(Stored dataset items)
════════════════════

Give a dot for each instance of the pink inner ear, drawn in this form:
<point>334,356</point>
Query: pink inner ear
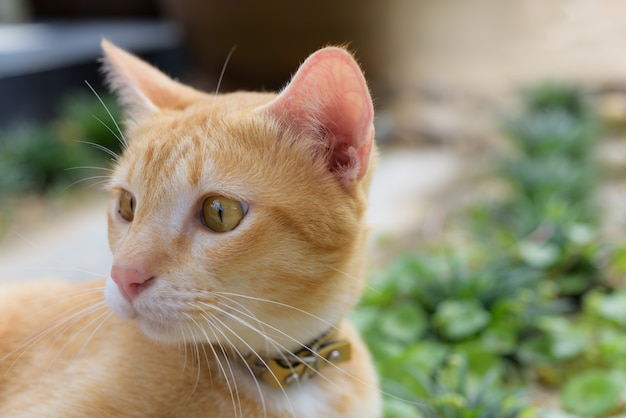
<point>329,95</point>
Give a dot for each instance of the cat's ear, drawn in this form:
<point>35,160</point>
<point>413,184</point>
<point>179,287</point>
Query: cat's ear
<point>328,98</point>
<point>141,87</point>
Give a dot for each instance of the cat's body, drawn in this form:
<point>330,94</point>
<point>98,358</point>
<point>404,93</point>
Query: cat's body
<point>237,228</point>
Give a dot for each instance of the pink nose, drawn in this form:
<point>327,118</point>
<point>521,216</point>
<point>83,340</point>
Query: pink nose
<point>130,281</point>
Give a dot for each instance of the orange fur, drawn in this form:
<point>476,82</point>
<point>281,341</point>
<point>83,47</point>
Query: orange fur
<point>286,274</point>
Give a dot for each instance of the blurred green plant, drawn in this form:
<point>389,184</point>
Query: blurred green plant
<point>41,158</point>
<point>527,302</point>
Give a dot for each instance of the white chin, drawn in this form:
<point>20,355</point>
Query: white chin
<point>118,303</point>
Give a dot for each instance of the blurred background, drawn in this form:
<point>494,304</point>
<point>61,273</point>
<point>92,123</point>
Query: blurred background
<point>497,210</point>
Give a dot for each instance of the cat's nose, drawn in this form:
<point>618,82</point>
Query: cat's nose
<point>130,280</point>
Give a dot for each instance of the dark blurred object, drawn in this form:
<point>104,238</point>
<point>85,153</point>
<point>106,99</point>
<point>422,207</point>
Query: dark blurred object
<point>78,9</point>
<point>273,37</point>
<point>40,63</point>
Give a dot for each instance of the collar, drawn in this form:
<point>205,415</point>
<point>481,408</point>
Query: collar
<point>306,363</point>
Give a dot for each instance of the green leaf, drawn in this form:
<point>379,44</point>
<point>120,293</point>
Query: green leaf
<point>591,393</point>
<point>394,408</point>
<point>458,319</point>
<point>405,322</point>
<point>539,255</point>
<point>613,307</point>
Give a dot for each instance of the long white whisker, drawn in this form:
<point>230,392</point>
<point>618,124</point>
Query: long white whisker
<point>283,305</point>
<point>124,142</point>
<point>241,356</point>
<point>102,148</point>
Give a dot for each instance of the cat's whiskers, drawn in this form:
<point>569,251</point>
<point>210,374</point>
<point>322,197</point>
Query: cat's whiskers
<point>283,349</point>
<point>195,354</point>
<point>100,319</point>
<point>243,358</point>
<point>121,136</point>
<point>232,386</point>
<point>57,325</point>
<point>281,304</point>
<point>116,157</point>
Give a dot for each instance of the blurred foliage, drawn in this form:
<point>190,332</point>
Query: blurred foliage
<point>465,333</point>
<point>43,158</point>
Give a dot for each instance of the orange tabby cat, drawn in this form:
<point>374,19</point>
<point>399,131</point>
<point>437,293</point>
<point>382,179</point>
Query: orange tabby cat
<point>237,228</point>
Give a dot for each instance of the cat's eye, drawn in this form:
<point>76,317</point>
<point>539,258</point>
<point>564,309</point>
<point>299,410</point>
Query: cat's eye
<point>221,214</point>
<point>126,205</point>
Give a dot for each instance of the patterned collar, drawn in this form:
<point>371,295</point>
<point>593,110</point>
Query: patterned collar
<point>303,364</point>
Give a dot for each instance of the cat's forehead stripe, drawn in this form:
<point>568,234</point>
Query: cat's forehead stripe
<point>169,158</point>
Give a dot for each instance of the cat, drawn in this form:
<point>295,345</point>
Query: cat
<point>236,223</point>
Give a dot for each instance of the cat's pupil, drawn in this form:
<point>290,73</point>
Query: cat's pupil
<point>217,205</point>
<point>221,214</point>
<point>127,205</point>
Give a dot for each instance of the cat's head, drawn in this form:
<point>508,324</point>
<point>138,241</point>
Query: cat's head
<point>240,217</point>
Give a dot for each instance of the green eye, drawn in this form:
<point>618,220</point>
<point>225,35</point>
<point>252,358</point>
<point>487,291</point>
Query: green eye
<point>126,205</point>
<point>221,214</point>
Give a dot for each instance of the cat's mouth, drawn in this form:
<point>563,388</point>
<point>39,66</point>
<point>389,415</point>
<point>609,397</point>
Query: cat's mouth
<point>165,324</point>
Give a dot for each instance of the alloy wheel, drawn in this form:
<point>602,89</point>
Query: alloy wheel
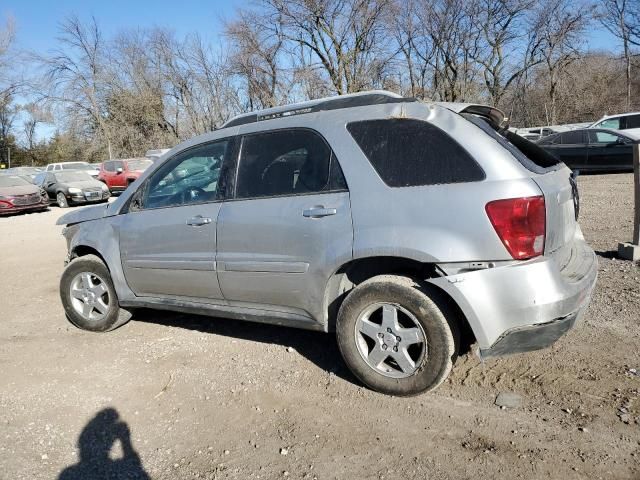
<point>390,340</point>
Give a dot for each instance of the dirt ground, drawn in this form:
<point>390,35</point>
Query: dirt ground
<point>178,396</point>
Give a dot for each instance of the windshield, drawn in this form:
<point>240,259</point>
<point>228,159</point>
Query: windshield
<point>77,166</point>
<point>68,177</point>
<point>12,181</point>
<point>139,164</point>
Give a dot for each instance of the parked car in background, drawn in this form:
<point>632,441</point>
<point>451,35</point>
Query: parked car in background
<point>83,166</point>
<point>396,223</point>
<point>592,149</point>
<point>624,121</point>
<point>18,195</point>
<point>72,187</point>
<point>119,174</point>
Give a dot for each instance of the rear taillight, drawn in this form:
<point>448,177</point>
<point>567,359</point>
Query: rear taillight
<point>521,225</point>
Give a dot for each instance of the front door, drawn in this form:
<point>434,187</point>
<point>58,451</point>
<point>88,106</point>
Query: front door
<point>289,226</point>
<point>168,239</point>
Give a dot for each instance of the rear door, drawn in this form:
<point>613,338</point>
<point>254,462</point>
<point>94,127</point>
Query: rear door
<point>609,151</point>
<point>289,225</point>
<point>168,238</point>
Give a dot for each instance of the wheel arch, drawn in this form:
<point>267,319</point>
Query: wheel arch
<point>83,250</point>
<point>356,271</point>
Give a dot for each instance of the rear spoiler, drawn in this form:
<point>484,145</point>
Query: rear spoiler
<point>495,116</point>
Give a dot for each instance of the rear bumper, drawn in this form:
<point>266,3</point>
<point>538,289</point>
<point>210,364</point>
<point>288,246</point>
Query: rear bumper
<point>525,306</point>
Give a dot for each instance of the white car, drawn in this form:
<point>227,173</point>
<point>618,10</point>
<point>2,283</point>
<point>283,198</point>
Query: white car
<point>630,122</point>
<point>84,166</point>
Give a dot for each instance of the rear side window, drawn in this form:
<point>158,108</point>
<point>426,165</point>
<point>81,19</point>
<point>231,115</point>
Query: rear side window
<point>409,153</point>
<point>614,123</point>
<point>286,162</point>
<point>572,137</point>
<point>530,155</point>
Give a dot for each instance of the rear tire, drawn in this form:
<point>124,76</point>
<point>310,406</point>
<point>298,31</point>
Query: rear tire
<point>372,322</point>
<point>88,296</point>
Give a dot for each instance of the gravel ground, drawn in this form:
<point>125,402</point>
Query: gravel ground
<point>179,396</point>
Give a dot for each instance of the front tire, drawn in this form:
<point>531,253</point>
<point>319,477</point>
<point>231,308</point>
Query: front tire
<point>396,337</point>
<point>61,200</point>
<point>88,296</point>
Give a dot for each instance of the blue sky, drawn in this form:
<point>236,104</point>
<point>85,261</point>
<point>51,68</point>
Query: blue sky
<point>37,21</point>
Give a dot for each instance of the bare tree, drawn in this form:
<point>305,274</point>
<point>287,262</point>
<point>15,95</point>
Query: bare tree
<point>560,25</point>
<point>344,37</point>
<point>622,19</point>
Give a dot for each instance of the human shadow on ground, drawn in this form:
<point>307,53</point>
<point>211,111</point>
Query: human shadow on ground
<point>320,348</point>
<point>95,443</point>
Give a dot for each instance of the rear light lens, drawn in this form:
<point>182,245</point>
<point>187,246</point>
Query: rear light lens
<point>521,225</point>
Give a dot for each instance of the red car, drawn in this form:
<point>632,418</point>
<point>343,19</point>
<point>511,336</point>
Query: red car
<point>18,195</point>
<point>119,174</point>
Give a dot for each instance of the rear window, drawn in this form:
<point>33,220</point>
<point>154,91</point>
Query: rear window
<point>633,121</point>
<point>530,155</point>
<point>409,153</point>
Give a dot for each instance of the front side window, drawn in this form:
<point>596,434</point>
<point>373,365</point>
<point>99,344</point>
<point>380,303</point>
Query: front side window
<point>286,162</point>
<point>573,137</point>
<point>408,152</point>
<point>189,178</point>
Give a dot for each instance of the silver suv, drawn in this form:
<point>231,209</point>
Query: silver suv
<point>404,227</point>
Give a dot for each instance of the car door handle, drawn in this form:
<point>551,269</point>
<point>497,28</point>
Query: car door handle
<point>319,211</point>
<point>198,221</point>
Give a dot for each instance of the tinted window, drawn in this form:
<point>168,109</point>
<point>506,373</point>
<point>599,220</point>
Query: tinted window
<point>39,178</point>
<point>189,178</point>
<point>633,121</point>
<point>12,181</point>
<point>603,137</point>
<point>286,162</point>
<point>408,153</point>
<point>530,155</point>
<point>572,137</point>
<point>70,177</point>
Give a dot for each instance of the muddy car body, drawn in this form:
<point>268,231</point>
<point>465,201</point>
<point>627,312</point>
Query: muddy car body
<point>396,223</point>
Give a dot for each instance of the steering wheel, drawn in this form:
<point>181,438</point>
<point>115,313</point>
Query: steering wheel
<point>193,194</point>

════════════════════

Word for word, restate the lines above from the first through the one that contains "<point>481,408</point>", and exclude all pictures.

## YOUR SOLUTION
Give a dot for each instance of the pink inner ear, drawn in this form:
<point>334,356</point>
Query: pink inner ear
<point>329,95</point>
Give a dot for each instance of the cat's ear, drawn in this form:
<point>35,160</point>
<point>413,184</point>
<point>179,287</point>
Query: cat's ear
<point>328,98</point>
<point>141,87</point>
Give a dot for each instance of the cat's body, drawn in this form:
<point>330,94</point>
<point>98,358</point>
<point>404,93</point>
Query: cat's body
<point>237,228</point>
Give a dot for each instance of the pink nose, drawn in this form:
<point>327,118</point>
<point>521,216</point>
<point>83,340</point>
Query: pink nose
<point>130,281</point>
Give a dot for each instance of the orange fur, drawn in this form:
<point>476,82</point>
<point>281,341</point>
<point>83,47</point>
Query: orange fur
<point>286,274</point>
Give a dot for each instance of the blurred green plant, drawn in this form:
<point>389,184</point>
Query: blurred green plant
<point>41,158</point>
<point>527,302</point>
Give a dot for each instance of the white chin, drawn in this form:
<point>20,355</point>
Query: white chin
<point>118,303</point>
Give a dot for each instance of the blurred background, drawn in this form:
<point>494,304</point>
<point>61,273</point>
<point>92,123</point>
Query: blurred background
<point>497,210</point>
Give a dot for each instance of the cat's nose, drawn in this form:
<point>618,82</point>
Query: cat's nose
<point>130,280</point>
Give a dot for each instance of the dark blurred object, drawn in this form:
<point>104,238</point>
<point>85,153</point>
<point>106,99</point>
<point>422,207</point>
Query: dark blurred object
<point>78,9</point>
<point>273,37</point>
<point>40,63</point>
Give a dot for each instance of the collar, drawn in this form:
<point>205,415</point>
<point>481,408</point>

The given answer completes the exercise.